Supplied text —
_ _ _ _ _ _ _

The dark money group that spent millions on ads supporting Neil Gorsuch and Brett Kavanaugh for the Supreme Court was the biggest contributor to Republicans’ state legislative campaign arm in the first half of 2019, in what may be an effort to affect judicial races.
The Judicial Crisis Network, a group dedicated to elevating conservative judges, spent a combined $22 million to promote the confirmations of Gorsuch and Kavanaugh to the Supreme Court, and contributed $1 million of the roughly $8.2 million the Republican State Leadership Committee raised through June 30 of this year, according to a report the RSLC filed last week. The RSLC then transferred about $1.2 million to its Judicial Fairness Initiative — nearly all of what the state judicial campaign group raised all year.
The Democratic Legislative Campaign Committee, the equivalent to the RSLC, raised a similar amount from unions.

_ _ _ _ _ _ _

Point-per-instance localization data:

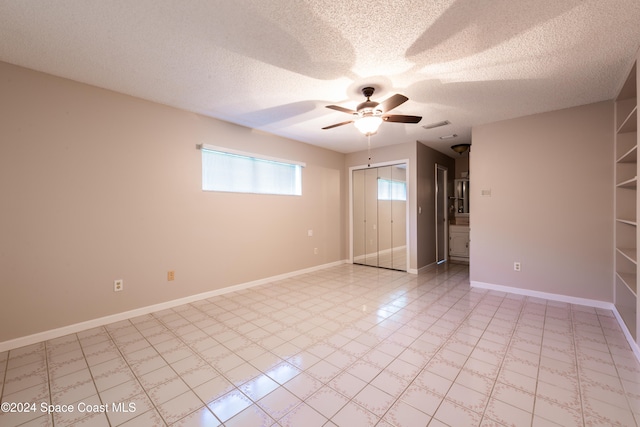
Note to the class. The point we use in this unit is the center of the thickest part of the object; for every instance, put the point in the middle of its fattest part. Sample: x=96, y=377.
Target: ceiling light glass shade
x=368, y=125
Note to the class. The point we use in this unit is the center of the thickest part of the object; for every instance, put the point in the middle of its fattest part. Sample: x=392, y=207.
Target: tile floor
x=346, y=346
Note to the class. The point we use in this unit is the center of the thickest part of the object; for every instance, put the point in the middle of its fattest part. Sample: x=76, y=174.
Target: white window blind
x=391, y=190
x=238, y=172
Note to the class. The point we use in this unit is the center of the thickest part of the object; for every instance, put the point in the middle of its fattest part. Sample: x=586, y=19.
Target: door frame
x=443, y=199
x=408, y=210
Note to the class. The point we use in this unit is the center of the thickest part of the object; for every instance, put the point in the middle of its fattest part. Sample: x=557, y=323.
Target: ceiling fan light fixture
x=368, y=124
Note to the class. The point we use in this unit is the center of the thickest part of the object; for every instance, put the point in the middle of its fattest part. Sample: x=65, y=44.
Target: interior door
x=385, y=219
x=379, y=226
x=359, y=220
x=441, y=214
x=371, y=216
x=399, y=217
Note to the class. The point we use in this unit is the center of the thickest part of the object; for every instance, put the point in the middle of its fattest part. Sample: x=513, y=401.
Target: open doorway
x=441, y=213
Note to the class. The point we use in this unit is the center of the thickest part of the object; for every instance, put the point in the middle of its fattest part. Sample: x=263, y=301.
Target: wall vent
x=437, y=124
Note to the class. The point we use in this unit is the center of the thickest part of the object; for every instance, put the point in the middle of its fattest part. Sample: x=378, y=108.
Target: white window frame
x=257, y=179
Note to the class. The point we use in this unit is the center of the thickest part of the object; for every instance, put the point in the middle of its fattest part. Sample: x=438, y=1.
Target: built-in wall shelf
x=626, y=203
x=630, y=253
x=631, y=222
x=629, y=183
x=629, y=121
x=630, y=281
x=631, y=156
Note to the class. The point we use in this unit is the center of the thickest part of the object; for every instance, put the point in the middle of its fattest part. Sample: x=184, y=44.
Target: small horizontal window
x=392, y=190
x=236, y=172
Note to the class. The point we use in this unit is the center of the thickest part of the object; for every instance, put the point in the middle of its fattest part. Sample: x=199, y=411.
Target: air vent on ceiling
x=437, y=125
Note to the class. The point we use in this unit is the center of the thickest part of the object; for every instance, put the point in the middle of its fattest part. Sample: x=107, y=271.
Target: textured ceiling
x=275, y=64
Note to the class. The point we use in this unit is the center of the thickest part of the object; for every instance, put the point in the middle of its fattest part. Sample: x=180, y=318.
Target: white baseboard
x=427, y=267
x=567, y=299
x=101, y=321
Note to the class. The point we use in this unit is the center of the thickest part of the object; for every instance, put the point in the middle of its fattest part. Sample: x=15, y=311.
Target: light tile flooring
x=346, y=346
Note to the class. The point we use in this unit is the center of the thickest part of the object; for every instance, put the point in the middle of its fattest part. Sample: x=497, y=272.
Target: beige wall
x=551, y=203
x=98, y=186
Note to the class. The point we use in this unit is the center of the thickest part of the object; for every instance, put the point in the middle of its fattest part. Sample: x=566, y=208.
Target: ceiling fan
x=370, y=114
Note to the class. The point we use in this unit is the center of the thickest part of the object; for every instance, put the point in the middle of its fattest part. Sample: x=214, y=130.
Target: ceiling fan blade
x=392, y=102
x=399, y=118
x=337, y=124
x=341, y=109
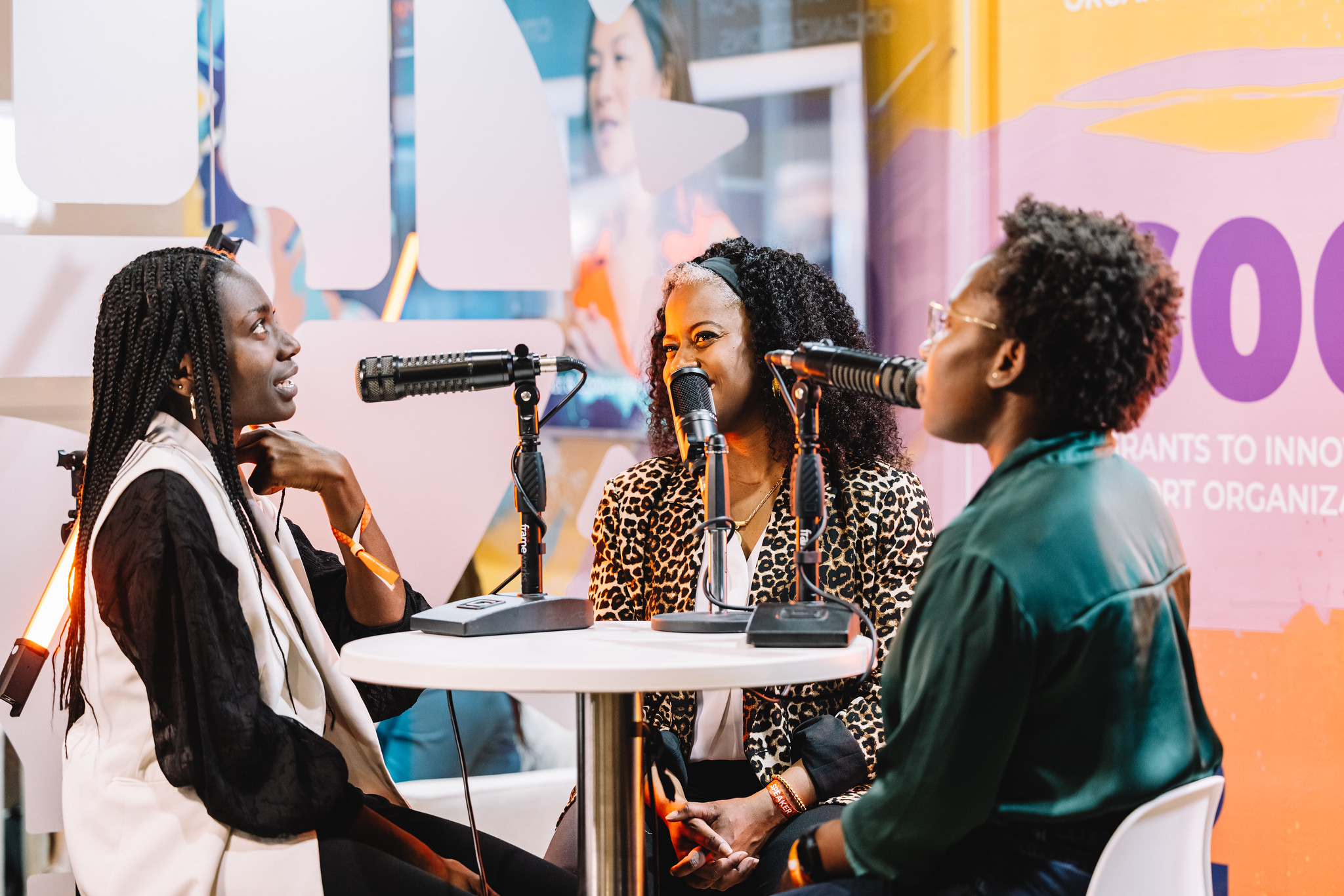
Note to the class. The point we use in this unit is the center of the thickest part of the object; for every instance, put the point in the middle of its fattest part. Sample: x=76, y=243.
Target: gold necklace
x=769, y=495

_ _ _ _ _ _ _

What this exercise asks —
1. Copy the passage on the Judicial Crisis Network from "The dark money" up to and including "raised all year.".
2. List every dollar amount given in the passage on the Judicial Crisis Network.
3. Answer these questions using the passage on the Judicial Crisis Network:
(a) Whose Supreme Court confirmations did the Judicial Crisis Network spend money to promote?
(b) Through what date did the Republican State Leadership Committee raise roughly $8.2 million?
(c) From whom did the Democratic Legislative Campaign Committee raise a similar amount?

Solution list —
1.
The dark money group that spent millions on ads supporting Neil Gorsuch and Brett Kavanaugh for the Supreme Court was the biggest contributor to Republicans’ state legislative campaign arm in the first half of 2019, in what may be an effort to affect judicial races.
The Judicial Crisis Network, a group dedicated to elevating conservative judges, spent a combined $22 million to promote the confirmations of Gorsuch and Kavanaugh to the Supreme Court, and contributed $1 million of the roughly $8.2 million the Republican State Leadership Committee raised through June 30 of this year, according to a report the RSLC filed last week. The RSLC then transferred about $1.2 million to its Judicial Fairness Initiative — nearly all of what the state judicial campaign group raised all year.

2.
$22 million
$1 million
$8.2 million
$1.2 million

3.
(a) Neil Gorsuch and Brett Kavanaugh
(b) June 30
(c) Unions